§ Source passage
In three articles published in October 2019, we had presented to you the list of the various traps, errors and even scams, to which candidates can be exposed to when buying a property in Spain. Over the past 2 years, new national and local laws (in particular on rentals and mortgages) have come into play and we are publishing an update. This article is the update of the one on traps before buying a home.
A lot of people think that buying a house in Spain in the same as in their respective countries. This is a serious mistake because the laws (national and local), taxation, standards and procedures for acquiring property in Spain are very different … not to mention the scams! As a Real Estate Advisor, we take care of all the steps during an acquisition in Spain and we protect you against these traps.
In this article, we present the pitfalls to avoid before buying a home in Spain. In a second article, we discuss the pitfalls to avoid during the purchase and, in a third, the pitfalls to avoid after the purchase. Good reading!
The 12 traps before buying a home in Spain
Here are the main mistakes, pitfalls, problems and scams most common before buying a home in Spain. That is to say during the definition, research and selection of real estate to visit.

(Rows from a box labeling dataset)
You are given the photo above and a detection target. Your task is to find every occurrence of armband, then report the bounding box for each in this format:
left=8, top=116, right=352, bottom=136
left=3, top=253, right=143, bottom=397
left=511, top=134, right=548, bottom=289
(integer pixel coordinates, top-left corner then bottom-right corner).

§ Requests
1. Reproduce the passage on buying a home in Spain word for word, starting at "A lot of people" and ending at "estate to visit.".
2. According to the passage on buying a home in Spain, in what month and year were the three original articles published?
The data shown here is unrelated to the passage on buying a home in Spain.

§ Results of the tasks
1.
A lot of people think that buying a house in Spain in the same as in their respective countries. This is a serious mistake because the laws (national and local), taxation, standards and procedures for acquiring property in Spain are very different … not to mention the scams! As a Real Estate Advisor, we take care of all the steps during an acquisition in Spain and we protect you against these traps.
In this article, we present the pitfalls to avoid before buying a home in Spain. In a second article, we discuss the pitfalls to avoid during the purchase and, in a third, the pitfalls to avoid after the purchase. Good reading!
The 12 traps before buying a home in Spain
Here are the main mistakes, pitfalls, problems and scams most common before buying a home in Spain. That is to say during the definition, research and selection of real estate to visit.

2. October 2019